◆ Problem description
Rewrite the lines that start at the one containing "For the trial run, indicate each instance of the mit" and run through the one containing "x=652 y=331", keeping every request line, and scale each coordinate in the answers by 2.45, rounding to whole numbers with halves going up. Leave the coordinates in the requests and their format samples unchanged.

◆ Records to use
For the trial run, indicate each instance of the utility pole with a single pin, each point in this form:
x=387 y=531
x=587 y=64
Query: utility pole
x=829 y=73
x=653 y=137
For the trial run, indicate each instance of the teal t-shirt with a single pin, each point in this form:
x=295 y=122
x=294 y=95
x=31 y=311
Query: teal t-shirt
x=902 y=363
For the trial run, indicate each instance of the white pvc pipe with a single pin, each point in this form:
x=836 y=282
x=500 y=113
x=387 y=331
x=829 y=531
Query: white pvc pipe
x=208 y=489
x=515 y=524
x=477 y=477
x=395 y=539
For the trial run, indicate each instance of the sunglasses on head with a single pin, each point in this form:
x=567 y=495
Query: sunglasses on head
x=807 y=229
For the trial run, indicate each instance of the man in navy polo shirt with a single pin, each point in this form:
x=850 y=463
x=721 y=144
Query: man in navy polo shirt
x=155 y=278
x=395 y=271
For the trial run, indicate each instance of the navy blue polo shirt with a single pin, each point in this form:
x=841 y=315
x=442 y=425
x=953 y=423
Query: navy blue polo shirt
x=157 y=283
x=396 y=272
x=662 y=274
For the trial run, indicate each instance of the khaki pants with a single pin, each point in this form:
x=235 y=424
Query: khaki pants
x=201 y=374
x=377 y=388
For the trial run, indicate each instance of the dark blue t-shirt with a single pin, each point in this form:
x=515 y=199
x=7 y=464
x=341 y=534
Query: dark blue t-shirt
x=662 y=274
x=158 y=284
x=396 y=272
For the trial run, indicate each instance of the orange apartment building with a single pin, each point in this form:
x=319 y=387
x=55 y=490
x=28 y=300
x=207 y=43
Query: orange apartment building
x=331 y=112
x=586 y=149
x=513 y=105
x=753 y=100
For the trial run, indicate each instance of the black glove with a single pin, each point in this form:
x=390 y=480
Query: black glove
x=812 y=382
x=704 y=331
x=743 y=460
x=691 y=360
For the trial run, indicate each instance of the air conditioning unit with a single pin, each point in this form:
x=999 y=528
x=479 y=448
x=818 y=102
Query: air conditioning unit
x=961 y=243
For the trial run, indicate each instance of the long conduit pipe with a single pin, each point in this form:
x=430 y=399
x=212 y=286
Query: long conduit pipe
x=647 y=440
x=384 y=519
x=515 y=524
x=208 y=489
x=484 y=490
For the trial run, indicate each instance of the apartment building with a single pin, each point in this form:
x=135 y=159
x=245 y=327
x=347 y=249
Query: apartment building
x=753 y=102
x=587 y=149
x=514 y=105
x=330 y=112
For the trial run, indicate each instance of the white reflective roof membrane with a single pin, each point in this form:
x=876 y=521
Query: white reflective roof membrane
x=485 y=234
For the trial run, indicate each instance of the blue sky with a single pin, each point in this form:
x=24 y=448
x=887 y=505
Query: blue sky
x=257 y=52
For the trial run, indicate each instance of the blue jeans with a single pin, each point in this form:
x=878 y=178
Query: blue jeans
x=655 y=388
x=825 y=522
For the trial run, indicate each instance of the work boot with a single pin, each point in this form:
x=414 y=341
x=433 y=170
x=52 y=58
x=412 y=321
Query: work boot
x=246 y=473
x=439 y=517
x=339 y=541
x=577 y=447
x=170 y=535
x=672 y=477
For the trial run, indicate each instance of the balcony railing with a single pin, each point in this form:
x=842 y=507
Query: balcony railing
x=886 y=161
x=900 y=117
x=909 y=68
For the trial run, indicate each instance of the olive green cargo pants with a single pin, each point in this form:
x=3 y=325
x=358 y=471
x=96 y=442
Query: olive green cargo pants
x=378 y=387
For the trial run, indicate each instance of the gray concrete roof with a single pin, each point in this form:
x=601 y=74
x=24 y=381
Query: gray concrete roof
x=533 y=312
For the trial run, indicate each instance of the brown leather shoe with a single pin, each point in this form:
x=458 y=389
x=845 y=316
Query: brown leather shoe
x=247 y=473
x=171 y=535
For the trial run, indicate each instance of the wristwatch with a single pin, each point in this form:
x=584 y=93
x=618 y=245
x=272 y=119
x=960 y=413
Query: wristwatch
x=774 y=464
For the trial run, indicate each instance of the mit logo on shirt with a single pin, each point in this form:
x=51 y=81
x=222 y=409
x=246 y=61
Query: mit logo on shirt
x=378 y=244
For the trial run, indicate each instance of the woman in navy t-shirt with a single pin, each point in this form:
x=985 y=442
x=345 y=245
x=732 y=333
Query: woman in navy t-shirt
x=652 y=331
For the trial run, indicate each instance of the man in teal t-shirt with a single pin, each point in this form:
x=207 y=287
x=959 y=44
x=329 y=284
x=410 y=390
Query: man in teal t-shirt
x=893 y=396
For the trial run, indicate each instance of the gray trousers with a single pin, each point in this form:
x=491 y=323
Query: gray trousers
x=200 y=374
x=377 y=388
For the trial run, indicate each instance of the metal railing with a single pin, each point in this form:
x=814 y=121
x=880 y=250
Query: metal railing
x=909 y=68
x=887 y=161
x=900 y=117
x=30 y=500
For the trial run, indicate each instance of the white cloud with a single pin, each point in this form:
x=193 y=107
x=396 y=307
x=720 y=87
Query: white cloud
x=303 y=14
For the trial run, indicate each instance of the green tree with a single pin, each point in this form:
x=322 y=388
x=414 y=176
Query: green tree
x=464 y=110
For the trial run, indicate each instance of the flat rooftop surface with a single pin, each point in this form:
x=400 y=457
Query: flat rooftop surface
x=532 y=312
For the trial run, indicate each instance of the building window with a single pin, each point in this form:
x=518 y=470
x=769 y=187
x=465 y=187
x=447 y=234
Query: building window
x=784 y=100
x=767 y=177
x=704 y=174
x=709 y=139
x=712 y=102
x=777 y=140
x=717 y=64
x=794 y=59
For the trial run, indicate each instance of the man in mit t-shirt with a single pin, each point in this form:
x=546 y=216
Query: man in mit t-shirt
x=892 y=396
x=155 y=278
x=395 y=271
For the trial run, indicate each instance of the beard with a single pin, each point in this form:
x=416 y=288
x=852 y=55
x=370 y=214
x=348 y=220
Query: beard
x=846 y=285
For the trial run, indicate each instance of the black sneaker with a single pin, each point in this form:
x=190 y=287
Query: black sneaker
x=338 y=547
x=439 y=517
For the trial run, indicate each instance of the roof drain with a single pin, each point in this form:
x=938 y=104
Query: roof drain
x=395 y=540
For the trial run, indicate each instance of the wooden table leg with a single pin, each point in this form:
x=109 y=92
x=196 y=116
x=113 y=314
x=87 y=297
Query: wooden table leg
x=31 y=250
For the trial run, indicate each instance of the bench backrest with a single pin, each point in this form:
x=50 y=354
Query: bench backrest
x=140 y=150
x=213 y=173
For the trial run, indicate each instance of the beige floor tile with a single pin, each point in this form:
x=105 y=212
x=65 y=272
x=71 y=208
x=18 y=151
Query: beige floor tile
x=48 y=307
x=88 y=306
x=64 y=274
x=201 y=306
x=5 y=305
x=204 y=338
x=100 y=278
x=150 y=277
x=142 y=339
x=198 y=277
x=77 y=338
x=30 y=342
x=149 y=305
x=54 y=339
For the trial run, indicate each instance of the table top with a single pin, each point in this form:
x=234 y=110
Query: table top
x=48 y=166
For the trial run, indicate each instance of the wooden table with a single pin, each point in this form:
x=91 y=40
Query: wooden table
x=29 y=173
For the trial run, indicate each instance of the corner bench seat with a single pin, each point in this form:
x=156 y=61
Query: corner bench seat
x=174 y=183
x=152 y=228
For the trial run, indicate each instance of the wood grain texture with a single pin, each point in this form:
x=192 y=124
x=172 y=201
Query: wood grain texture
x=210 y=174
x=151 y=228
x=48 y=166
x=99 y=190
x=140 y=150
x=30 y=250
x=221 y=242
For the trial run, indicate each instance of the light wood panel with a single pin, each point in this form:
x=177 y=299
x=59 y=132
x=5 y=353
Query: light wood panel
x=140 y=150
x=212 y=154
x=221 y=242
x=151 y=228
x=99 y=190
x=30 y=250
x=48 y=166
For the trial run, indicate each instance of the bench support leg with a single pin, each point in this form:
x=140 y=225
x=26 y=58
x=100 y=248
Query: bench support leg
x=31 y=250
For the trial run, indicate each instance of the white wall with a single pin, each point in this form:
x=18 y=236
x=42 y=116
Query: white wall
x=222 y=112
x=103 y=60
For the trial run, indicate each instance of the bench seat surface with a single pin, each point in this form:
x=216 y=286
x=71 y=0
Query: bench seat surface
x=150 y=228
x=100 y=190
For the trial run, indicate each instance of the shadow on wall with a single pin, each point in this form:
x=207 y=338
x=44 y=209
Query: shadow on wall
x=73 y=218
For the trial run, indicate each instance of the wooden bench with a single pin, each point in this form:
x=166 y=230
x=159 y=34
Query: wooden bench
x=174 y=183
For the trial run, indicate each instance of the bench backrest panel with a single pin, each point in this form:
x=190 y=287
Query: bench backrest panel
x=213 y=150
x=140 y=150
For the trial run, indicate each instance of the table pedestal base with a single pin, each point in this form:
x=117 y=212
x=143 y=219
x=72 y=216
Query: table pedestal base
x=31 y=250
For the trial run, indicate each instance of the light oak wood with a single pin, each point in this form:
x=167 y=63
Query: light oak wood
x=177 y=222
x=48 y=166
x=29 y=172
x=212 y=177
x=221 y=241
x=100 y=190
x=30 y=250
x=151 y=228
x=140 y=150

◆ Problem solution
For the trial run, indicate each instance of the mit logo on shirt with a single pin, each point in this form:
x=51 y=81
x=222 y=409
x=246 y=61
Query: mit logo on shirt
x=926 y=598
For the trial run, indicate each instance of the woman in navy t-shirt with a single pin, each point in this form:
x=985 y=442
x=345 y=245
x=732 y=333
Query: woman in navy t-shirt
x=1597 y=811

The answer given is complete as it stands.